>> Begin TASK MATERIAL

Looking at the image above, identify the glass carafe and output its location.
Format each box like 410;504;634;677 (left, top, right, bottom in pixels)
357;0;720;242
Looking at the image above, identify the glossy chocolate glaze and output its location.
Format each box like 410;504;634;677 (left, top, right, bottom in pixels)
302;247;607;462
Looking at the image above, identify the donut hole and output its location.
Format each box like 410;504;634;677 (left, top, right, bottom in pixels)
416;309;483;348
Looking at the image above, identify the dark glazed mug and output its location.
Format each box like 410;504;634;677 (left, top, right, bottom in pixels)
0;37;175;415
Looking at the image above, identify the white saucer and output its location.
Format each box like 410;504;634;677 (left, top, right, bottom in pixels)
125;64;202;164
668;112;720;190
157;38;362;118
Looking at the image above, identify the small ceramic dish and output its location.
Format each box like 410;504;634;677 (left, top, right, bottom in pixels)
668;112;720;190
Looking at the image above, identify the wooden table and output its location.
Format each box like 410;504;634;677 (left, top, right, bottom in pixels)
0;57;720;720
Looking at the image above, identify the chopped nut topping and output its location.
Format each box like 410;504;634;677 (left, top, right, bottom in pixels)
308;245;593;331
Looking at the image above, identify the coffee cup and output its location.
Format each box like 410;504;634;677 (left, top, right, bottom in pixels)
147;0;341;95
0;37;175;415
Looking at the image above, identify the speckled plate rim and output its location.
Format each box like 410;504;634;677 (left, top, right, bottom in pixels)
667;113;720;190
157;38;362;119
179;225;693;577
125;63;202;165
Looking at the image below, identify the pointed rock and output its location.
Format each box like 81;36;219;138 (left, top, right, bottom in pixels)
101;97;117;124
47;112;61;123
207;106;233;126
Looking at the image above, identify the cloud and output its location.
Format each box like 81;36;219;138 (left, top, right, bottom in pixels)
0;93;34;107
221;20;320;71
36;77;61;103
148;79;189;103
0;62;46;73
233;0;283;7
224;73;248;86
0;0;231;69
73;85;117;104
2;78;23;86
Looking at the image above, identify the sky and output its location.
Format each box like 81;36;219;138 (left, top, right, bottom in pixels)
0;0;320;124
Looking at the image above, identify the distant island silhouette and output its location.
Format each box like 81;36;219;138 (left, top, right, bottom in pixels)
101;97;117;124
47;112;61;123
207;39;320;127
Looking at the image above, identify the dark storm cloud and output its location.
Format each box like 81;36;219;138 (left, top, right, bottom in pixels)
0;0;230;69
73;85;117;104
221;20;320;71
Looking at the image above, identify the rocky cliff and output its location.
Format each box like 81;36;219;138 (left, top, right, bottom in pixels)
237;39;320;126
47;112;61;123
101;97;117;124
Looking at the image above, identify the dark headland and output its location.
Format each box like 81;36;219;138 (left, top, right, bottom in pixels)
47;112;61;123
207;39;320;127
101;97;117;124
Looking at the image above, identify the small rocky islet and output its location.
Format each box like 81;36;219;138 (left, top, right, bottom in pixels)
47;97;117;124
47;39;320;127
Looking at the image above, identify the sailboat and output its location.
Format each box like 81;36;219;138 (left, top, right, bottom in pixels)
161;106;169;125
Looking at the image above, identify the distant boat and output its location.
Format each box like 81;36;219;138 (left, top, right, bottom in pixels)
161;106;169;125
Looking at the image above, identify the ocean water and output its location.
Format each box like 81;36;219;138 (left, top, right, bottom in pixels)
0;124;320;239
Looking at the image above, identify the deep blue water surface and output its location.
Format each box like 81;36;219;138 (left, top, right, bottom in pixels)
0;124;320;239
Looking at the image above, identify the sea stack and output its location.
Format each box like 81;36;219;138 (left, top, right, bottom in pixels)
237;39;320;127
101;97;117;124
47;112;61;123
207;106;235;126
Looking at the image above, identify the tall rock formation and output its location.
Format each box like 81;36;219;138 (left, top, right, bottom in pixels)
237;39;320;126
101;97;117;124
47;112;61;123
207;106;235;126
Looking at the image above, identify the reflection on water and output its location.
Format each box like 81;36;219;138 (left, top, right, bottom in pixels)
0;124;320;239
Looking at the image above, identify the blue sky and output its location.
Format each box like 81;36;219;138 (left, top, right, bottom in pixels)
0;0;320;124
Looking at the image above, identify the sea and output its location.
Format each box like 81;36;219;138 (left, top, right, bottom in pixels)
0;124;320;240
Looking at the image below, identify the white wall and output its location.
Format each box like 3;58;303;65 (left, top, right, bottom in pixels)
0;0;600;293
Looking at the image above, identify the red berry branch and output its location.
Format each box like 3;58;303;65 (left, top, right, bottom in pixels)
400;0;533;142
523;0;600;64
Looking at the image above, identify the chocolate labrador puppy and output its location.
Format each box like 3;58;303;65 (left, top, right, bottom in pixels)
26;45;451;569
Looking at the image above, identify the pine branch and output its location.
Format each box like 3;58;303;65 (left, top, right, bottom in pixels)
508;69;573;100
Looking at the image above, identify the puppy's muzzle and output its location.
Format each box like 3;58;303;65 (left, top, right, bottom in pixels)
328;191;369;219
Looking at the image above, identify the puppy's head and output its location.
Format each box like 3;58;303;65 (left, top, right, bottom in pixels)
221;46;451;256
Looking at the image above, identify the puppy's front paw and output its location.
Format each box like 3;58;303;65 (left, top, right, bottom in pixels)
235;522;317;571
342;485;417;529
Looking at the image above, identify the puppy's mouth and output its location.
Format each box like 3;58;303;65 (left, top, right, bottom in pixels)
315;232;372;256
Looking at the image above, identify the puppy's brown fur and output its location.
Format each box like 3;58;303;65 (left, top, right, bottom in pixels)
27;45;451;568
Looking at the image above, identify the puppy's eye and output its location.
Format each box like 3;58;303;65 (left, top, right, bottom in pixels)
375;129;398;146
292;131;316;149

>> End TASK MATERIAL

■ STATED TASK ■
Revise the records above by replacing each occurrence of "output its location" with "return its bounding box", keeping every other character the same.

■ RESPONSE FOR THIS EXERCISE ■
Looking at the image above, identify the glass carafe and return its bounding box.
Format each box like 410;504;634;677 (left, top, right, bottom in pixels)
357;0;720;242
Looking at the image above, identify the glossy chocolate glaze and return its bounding box.
Format each box like 410;504;634;677 (left, top, right, bottom in pixels)
302;247;607;462
Looking at the image above, identify the donut hole and return its bounding box.
Format each box like 410;504;634;677 (left, top, right, bottom in pixels)
416;309;483;348
Looking at the image above, identify the dark glazed mug and return its bounding box.
Format each box like 410;504;634;677 (left, top, right, bottom in pixels)
0;37;175;415
Looking at the image above, identify the white saucer and return its bounding box.
Format each box like 410;504;634;677 (left, top, right, bottom in pixels)
125;64;202;164
668;112;720;190
157;38;362;118
Looking at the image above, identify the small ceramic dish and return its bounding box.
Format each box like 410;504;634;677 (left, top, right, bottom in pixels)
668;112;720;190
Looking at the image above, identify the wooden table and return its bounding box.
Format each box like 410;504;634;677 (left, top, right, bottom in pixels)
0;57;720;720
Looking at the image above, identify the chopped nut topping and return its bounding box.
Format each box like 410;504;634;677 (left, top, right, bottom in pixels)
308;245;593;331
Looking at the image above, identify the coffee cup and return its bounding box.
Format each box like 410;504;634;677 (left, top, right, bottom in pixels)
147;0;341;95
0;37;175;415
Looking at the image above, identify the speckled plate rim and return its bounding box.
Format each box like 410;504;634;677 (left, top, right, bottom in pixels)
667;113;720;190
157;38;362;119
179;225;693;577
125;63;202;165
Looking at the image below, identify the pointed rock and return its bounding box.
Format each box like 81;36;219;138 (left, top, right, bottom in pixels)
101;97;117;124
47;112;61;123
207;106;233;126
Looking at the image above, identify the cloud and return its bounding box.
Format each box like 81;36;219;138 (left, top, right, bottom in pixels)
0;93;34;107
221;20;320;71
36;77;61;103
148;79;189;103
0;62;46;73
233;0;283;7
224;73;248;86
0;0;231;69
73;85;117;104
2;78;23;86
Looking at the image above, identify the sky and return its bounding box.
Format each box like 81;36;219;138 (left, top, right, bottom in pixels)
0;0;320;124
Looking at the image above, identify the distant island silhouette and return its bounding box.
Format each box like 81;36;219;138 (left, top, right, bottom in pixels)
101;97;117;124
47;112;61;123
207;39;320;127
Looking at the image above, identify the dark storm cloud and return its bounding box.
Format each box like 81;36;219;138 (left, top, right, bottom in pixels)
0;0;230;69
73;85;117;104
221;20;320;71
Looking at the image above, identify the rocky cliff and return its bounding box.
Format each box like 81;36;219;138 (left, top, right, bottom in pixels)
237;39;320;126
47;112;61;123
101;97;117;124
Looking at the image above, identify the dark headland and return its bounding box.
Format each box like 81;36;219;138 (left, top, right, bottom in pixels)
47;112;61;123
207;39;320;127
101;97;117;124
Looking at the image above, identify the small rocky islet and return its bounding box.
Format each box like 81;36;219;138 (left, top, right, bottom in pixels)
47;97;117;124
47;39;320;127
Looking at the image above, identify the sailboat and return its bounding box.
Format each box like 81;36;219;138 (left, top, right, bottom in pixels)
161;106;169;125
Looking at the image above, identify the distant boat and return its bounding box.
Format each box like 81;36;219;138 (left, top, right, bottom in pixels)
161;106;169;125
Looking at the image above, identify the ocean water and return its bounding box.
Format each box like 81;36;219;138 (left, top, right, bottom in pixels)
0;124;320;239
Looking at the image above, identify the deep blue water surface and return its bounding box.
Format each box like 81;36;219;138 (left, top, right, bottom in pixels)
0;124;320;239
Looking at the image above, identify the sea stack and return its bounding box.
Format each box like 81;36;219;138 (left, top, right, bottom in pixels)
237;39;320;127
101;97;117;124
47;112;61;123
207;106;235;126
Looking at the image above, identify the tall rock formation and return its bounding box.
Format each box like 81;36;219;138 (left, top, right, bottom in pixels)
237;39;320;126
101;97;117;124
47;112;61;123
207;106;235;126
Looking at the image above, identify the reflection on water and return its bounding box.
Format each box like 81;36;219;138 (left, top, right, bottom in pixels)
0;124;320;239
Looking at the image above, identify the blue sky and return its bounding box.
Format each box like 81;36;219;138 (left, top, right, bottom in pixels)
0;0;320;124
Looking at the image above, identify the sea and return its bounding box.
Format each box like 81;36;219;138 (left, top, right, bottom in pixels)
0;124;320;240
Looking at the image below, identify the white wall and return its bounding box.
Format each box like 3;58;303;65 (left, top, right, bottom in pixels)
0;0;600;293
Looking at the image above, identify the red berry branch and return its bounding box.
Format each box like 3;58;303;65 (left, top, right, bottom in pixels)
400;0;533;142
523;0;600;64
Looking at the image above, identify the chocolate labrador puppy and return its bounding box.
Format each box like 3;58;303;65 (left, top, right, bottom in pixels)
26;45;451;569
Looking at the image above, identify the pine branch and return its bounding box.
Format each box like 3;58;303;65 (left, top, right, bottom in pixels)
508;69;573;100
Looking at the image above, identify the puppy's muzzle and return its bounding box.
Format each box like 3;58;303;65 (left, top, right, bottom in pixels)
328;191;369;219
Looking at the image above, identify the puppy's head and return its bounding box.
Format each box like 3;58;303;65 (left, top, right, bottom in pixels)
221;46;451;256
Looking at the image above, identify the puppy's front paw and return its bounding box.
Format each box like 3;58;303;65 (left, top, right, bottom in pixels)
235;522;317;571
342;485;417;529
Looking at the image above, identify the puppy's mouth and return its bounding box.
Format each box like 3;58;303;65 (left, top, right, bottom in pixels)
315;232;372;256
Looking at the image above, identify the puppy's brown fur and return its bounding box.
Format each box like 3;58;303;65 (left, top, right, bottom in pixels)
27;45;451;568
Looking at the image above, identify the puppy's eye and return its bounding box.
Format each box like 3;58;303;65 (left, top, right, bottom in pixels)
375;129;398;146
292;131;316;149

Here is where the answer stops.